● Excerpted records:
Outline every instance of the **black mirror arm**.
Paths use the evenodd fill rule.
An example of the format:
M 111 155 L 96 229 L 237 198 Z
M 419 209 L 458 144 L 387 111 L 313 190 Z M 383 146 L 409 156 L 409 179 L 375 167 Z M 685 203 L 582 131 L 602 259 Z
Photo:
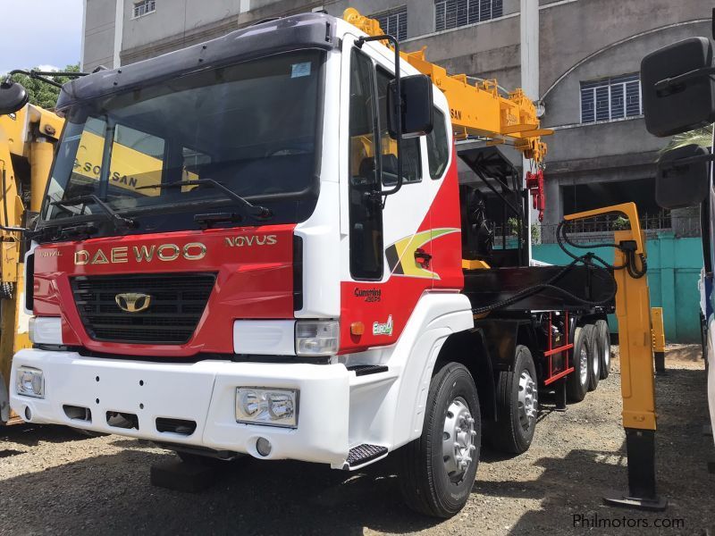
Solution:
M 23 71 L 22 69 L 15 69 L 14 71 L 11 71 L 5 75 L 5 78 L 3 80 L 3 85 L 9 84 L 13 80 L 13 74 L 24 74 L 25 76 L 29 76 L 31 79 L 40 80 L 41 82 L 45 82 L 46 84 L 49 84 L 50 86 L 55 86 L 55 88 L 62 88 L 62 84 L 60 84 L 59 82 L 55 82 L 55 80 L 51 80 L 50 79 L 45 77 L 66 76 L 70 78 L 79 78 L 80 76 L 87 76 L 89 73 L 64 71 L 34 71 L 34 70 Z
M 698 155 L 697 156 L 688 156 L 687 158 L 677 158 L 663 164 L 659 164 L 658 167 L 661 170 L 670 170 L 701 162 L 715 162 L 715 155 Z
M 675 76 L 673 78 L 667 78 L 659 82 L 656 82 L 655 90 L 667 91 L 672 88 L 674 86 L 679 86 L 680 84 L 691 80 L 693 79 L 703 78 L 712 74 L 715 74 L 715 66 L 694 69 L 693 71 L 688 71 L 687 72 L 684 72 L 683 74 L 678 74 L 677 76 Z
M 395 110 L 395 115 L 397 116 L 397 138 L 395 139 L 395 145 L 397 146 L 397 182 L 391 189 L 383 190 L 381 192 L 383 199 L 386 198 L 387 196 L 396 194 L 400 191 L 400 188 L 402 188 L 402 90 L 400 85 L 400 43 L 394 36 L 389 34 L 382 36 L 363 36 L 355 42 L 358 48 L 362 48 L 363 45 L 368 41 L 384 40 L 390 41 L 395 51 L 395 93 L 397 94 L 397 98 L 395 98 L 394 105 L 397 107 L 397 110 Z M 382 184 L 382 182 L 381 180 L 380 183 Z M 384 201 L 383 201 L 383 205 L 384 206 Z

● Work required:
Copy the entries above word for word, keeping every line in its original order, but leave out the pictures.

● Solution to the problem:
Outline every instance of the **black mirror arm**.
Paths use the evenodd fill rule.
An example of the format:
M 111 155 L 96 229 L 237 198 Z
M 419 209 L 458 144 L 387 111 L 313 190 Z M 383 146 L 409 156 L 409 179 L 375 167 Z M 685 203 L 582 131 L 602 259 Z
Photo:
Solution:
M 23 71 L 22 69 L 15 69 L 14 71 L 11 71 L 5 75 L 5 78 L 3 80 L 3 85 L 9 84 L 13 80 L 13 74 L 24 74 L 25 76 L 29 76 L 31 79 L 40 80 L 41 82 L 45 82 L 46 84 L 49 84 L 50 86 L 55 86 L 55 88 L 62 88 L 62 84 L 60 84 L 59 82 L 55 82 L 55 80 L 51 80 L 50 79 L 45 77 L 66 76 L 70 78 L 79 78 L 80 76 L 87 76 L 89 73 L 64 71 L 34 71 L 34 70 Z
M 698 155 L 697 156 L 688 156 L 687 158 L 677 158 L 663 164 L 659 164 L 658 167 L 661 170 L 670 170 L 701 162 L 715 162 L 715 155 Z
M 675 76 L 673 78 L 667 78 L 659 82 L 656 82 L 655 90 L 667 91 L 672 88 L 674 86 L 679 86 L 680 84 L 691 80 L 693 79 L 703 78 L 712 74 L 715 74 L 715 66 L 694 69 L 693 71 L 688 71 L 687 72 L 684 72 L 683 74 L 678 74 L 677 76 Z
M 395 110 L 395 115 L 397 116 L 397 138 L 395 139 L 395 145 L 397 146 L 397 182 L 391 189 L 383 190 L 381 192 L 383 199 L 386 198 L 387 196 L 396 194 L 400 191 L 400 188 L 402 188 L 402 90 L 400 85 L 400 43 L 394 36 L 389 34 L 382 36 L 363 36 L 355 42 L 358 48 L 362 48 L 363 45 L 368 41 L 384 40 L 390 41 L 395 51 L 395 93 L 397 94 L 397 98 L 395 98 L 394 105 L 397 107 L 397 110 Z M 382 184 L 382 182 L 381 180 L 380 183 Z M 384 201 L 383 201 L 383 205 L 384 206 Z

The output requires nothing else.